» Problem: Collect every line of the entries below that contains the string "blue", and copy each one out in full. Case counts.

» Extracted information:

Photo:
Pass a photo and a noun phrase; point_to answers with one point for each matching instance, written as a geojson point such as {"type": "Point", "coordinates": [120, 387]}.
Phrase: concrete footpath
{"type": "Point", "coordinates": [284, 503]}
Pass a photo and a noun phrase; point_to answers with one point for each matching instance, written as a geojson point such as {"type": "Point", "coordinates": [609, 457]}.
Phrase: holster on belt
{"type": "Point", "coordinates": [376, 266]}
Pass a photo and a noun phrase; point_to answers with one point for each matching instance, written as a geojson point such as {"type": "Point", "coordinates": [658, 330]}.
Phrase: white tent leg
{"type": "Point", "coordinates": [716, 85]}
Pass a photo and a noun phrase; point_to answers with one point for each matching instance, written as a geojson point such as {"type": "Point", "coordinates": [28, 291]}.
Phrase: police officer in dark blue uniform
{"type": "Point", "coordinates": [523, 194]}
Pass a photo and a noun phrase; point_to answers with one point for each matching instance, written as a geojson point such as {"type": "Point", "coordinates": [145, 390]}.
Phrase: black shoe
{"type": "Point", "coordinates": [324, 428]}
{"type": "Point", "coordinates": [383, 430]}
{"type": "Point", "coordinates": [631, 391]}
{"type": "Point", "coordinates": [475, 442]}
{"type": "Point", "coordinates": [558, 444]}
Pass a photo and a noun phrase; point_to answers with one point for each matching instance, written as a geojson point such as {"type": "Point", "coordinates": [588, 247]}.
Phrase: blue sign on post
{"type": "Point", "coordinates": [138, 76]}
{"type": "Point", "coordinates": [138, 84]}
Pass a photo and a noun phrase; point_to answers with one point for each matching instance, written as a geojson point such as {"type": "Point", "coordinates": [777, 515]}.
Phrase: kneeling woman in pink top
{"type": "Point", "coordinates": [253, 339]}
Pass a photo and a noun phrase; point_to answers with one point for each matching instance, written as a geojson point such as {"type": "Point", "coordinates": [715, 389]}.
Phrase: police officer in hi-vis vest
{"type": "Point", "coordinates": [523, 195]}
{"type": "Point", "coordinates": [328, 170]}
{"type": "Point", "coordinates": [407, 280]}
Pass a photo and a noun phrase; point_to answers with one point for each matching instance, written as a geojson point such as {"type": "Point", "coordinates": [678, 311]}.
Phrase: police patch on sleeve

» Solution for this problem:
Phrase: police officer in dark blue uniform
Phrase: blue sign on post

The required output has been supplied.